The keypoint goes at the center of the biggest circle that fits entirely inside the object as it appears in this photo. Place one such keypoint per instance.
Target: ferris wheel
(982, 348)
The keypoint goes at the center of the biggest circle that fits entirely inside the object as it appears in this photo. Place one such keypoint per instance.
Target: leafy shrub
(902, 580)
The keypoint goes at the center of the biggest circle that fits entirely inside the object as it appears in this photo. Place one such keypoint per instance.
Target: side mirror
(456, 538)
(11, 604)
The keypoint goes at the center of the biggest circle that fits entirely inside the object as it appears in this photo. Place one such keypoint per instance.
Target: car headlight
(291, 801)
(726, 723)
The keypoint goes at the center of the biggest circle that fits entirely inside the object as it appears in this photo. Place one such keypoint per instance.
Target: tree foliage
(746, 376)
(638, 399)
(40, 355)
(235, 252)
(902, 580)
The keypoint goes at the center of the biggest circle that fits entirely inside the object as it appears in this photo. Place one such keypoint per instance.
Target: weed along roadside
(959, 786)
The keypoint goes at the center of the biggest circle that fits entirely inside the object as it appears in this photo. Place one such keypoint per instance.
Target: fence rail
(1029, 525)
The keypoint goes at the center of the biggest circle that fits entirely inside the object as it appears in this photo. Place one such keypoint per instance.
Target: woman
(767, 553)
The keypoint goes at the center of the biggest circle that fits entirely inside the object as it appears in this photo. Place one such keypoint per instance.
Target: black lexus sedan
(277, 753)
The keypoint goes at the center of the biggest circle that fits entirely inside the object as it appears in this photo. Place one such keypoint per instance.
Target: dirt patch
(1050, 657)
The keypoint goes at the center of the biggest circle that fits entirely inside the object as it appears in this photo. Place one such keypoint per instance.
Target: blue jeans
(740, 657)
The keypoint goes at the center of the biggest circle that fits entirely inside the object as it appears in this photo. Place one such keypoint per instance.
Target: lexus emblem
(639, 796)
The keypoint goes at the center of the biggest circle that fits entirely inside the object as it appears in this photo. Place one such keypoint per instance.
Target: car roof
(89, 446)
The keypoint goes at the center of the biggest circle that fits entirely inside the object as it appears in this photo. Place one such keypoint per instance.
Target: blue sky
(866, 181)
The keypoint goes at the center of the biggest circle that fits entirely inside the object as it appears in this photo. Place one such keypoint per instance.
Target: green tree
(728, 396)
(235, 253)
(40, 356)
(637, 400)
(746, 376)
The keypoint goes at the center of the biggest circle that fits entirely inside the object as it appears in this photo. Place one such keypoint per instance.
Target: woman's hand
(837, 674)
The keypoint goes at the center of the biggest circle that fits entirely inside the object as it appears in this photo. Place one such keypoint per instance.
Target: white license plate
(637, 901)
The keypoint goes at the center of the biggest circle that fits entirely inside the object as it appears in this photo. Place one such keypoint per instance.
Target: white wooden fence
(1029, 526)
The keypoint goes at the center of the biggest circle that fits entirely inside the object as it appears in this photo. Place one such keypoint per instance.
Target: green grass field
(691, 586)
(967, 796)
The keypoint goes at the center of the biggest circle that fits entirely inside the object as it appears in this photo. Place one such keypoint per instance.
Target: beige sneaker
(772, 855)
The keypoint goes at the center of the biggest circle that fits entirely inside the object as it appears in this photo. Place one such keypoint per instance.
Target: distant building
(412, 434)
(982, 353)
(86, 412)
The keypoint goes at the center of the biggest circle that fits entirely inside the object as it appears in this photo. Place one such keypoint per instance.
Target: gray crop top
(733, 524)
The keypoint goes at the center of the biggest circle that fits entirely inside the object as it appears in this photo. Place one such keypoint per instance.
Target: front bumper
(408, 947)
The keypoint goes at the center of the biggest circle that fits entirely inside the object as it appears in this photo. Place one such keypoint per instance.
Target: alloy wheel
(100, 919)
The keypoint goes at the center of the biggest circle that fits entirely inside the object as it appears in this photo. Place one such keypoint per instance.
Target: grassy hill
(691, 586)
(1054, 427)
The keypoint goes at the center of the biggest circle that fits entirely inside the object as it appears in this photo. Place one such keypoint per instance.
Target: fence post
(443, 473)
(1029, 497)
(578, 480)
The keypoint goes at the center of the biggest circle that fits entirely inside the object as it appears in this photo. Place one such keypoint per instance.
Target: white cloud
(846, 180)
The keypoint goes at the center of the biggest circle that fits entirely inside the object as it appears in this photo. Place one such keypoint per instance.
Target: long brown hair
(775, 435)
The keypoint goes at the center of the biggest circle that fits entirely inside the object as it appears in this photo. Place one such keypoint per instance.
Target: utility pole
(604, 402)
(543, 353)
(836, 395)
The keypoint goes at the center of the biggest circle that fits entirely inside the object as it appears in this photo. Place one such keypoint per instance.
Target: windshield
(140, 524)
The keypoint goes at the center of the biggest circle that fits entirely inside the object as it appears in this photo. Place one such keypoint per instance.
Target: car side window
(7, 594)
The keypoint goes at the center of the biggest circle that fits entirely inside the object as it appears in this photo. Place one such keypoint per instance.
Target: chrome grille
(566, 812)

● ● ● ● ● ● ●

* [WHAT YOU WILL DO]:
Give a verbatim copy of the material above.

* [TASK OUTPUT]:
The keypoint goes at the center of the biggest circle that fits entirely inside the object as it appears in this photo. Place one such keypoint per instance.
Target: ferris wheel
(982, 348)
The keypoint goes at the center of the biggest circle that fits entirely inside the object as it appears in this photo. Place one such keypoint per instance.
Target: leafy shrub
(902, 580)
The keypoint goes at the center of the biggest circle that fits entirely inside the object as it appears in this photo. Place one such keypoint per instance.
Target: side mirror
(456, 538)
(11, 604)
The keypoint goes at the center of the biggest circle that fits entirely inside the object as it appears in this photo. Place one such keypoint per instance.
Target: car headlight
(291, 801)
(726, 723)
The keypoint goes at the center of the biggest circle that fits entirely inside the object as it appears in this photo. Place one such keypoint per instance.
Target: tree foliage
(746, 376)
(638, 399)
(40, 355)
(235, 252)
(902, 580)
The keypoint goes at the center of the biggest circle that fits entirely inside the object as it appears in this photo. Place one such keypoint per instance.
Target: weed along roadside
(959, 786)
The keypoint goes at the center of the biggest circle that fits entirely inside the object as it appears in this photo. Place one such keypoint per instance.
Target: fence rail
(1029, 525)
The keypoint goes at the center of the biggest circle that fits entirely inside the object as it appears in this photo. Place one such keypoint per instance.
Target: woman
(767, 553)
The keypoint goes at the center of the biggest circle that fits entirely inside the object as it appears in this photo. Place one such keypoint per instance.
Target: black lexus sedan
(277, 753)
The keypoint goes at the center of the biggest circle that fits entirely inside the object as it appears in this photo. Place one such keypoint per instance.
Target: dirt patch
(1050, 657)
The keypoint goes at the center of the biggest circle that fits entirely inside the object as it appears in this photo. Place one such keypoint per instance.
Target: blue jeans
(740, 657)
The keypoint goes at the center of the biggest circle that fits entirely inside the object as it appears in this photo. Place one such keypoint per instance.
Target: lexus emblem
(639, 796)
The keypoint goes at the center of the biggest circle that fits entirely inside the object as it appears in this photo. Place one such keypoint per instance.
Target: car roof
(89, 446)
The keypoint goes at the center of the biggest circle that fits entirely inside the object as it appears in this photo. Place one such keypoint per instance.
Target: blue sky
(866, 181)
The keypoint goes at the center of the biggest circle that fits entirely inside the object as it appears in this photo. Place one such keypoint per instance.
Target: green tree
(728, 396)
(235, 253)
(40, 356)
(637, 400)
(746, 376)
The keypoint goes at the center of the biggest circle that fits entirely inside the object as it appears in this photo. Place one such keypoint per instance.
Target: woman's hand
(837, 674)
The keypoint goes at the center of the biggest circle that fits entirely inside the object as it appears in this photo. Place one such keypoint per instance.
Target: white license plate
(637, 901)
The keypoint goes at the center of the biggest circle that fits entirely inside the object as it appears in this photo. Place one such keypoint per instance.
Target: white wooden fence
(1029, 526)
The keypoint goes at the center of the biggest circle that fits entirely inside the object as it appears in this photo. Place one such keypoint per instance.
Target: green grass field
(691, 586)
(967, 796)
The keypoint goes at the center of the biggest circle that fits entirely inside the object as it appears in this photo. Place one such keypoint per instance.
Target: beige sneaker
(772, 855)
The keypoint goes at the center of the biggest circle that fits entirely inside the object as it appears in this photo. Place one such keypoint per instance.
Target: distant building
(412, 434)
(982, 353)
(86, 412)
The keypoint goes at the center of the biggest circle that fits entirely inside the object as it appears in this photo. Place one such keypoint per instance.
Target: gray crop top
(733, 524)
The keypoint goes at the center of the biggest circle that fits entirely inside the object as it appears in this photo. Place one such keypoint per instance.
Target: front bumper
(408, 947)
The keypoint goes at the center of the biggest circle that fits entirely inside the object as it appears in this photo. Place one such keypoint per instance.
Target: alloy wheel
(100, 919)
The keypoint goes at the center of the biggest circle that fits entirely inside the object as it appears in this photo. Place one such keypoint per instance.
Target: grassy hill
(691, 586)
(1054, 427)
The keypoint goes at the center of the biggest circle that fits entirely inside the object as it appears in this photo. Place one such keypoint per instance.
Target: fence post
(443, 473)
(1029, 497)
(578, 480)
The keypoint goes at the center of the biggest circle that fits entirely inside the object as it appears in this photo. Place one such keypoint per instance.
Target: white cloud
(846, 180)
The keypoint goes at the center of the biggest circle that fits entirely inside the object as it appears in this photo. Place one such keypoint per instance.
Target: long brown hair
(775, 435)
The keypoint goes at the center of the biggest circle that fits entirely inside the object as it appears in this photo. Place one such keypoint per instance.
Target: utility pole
(604, 402)
(543, 353)
(836, 395)
The keypoint goes at the center of the biggest circle that fits entirely inside the object as it appears in this photo. Place one such keypoint per instance.
Target: windshield
(140, 524)
The keypoint goes at the center of the biggest circle that fits entirely inside the object as it appears in this photo. Place one such keypoint per instance.
Target: car side window
(7, 594)
The keypoint goes at the center of the biggest circle that fits entirely inside the object as it appears in this photo. Place one such keypoint per instance.
Target: chrome grille
(566, 812)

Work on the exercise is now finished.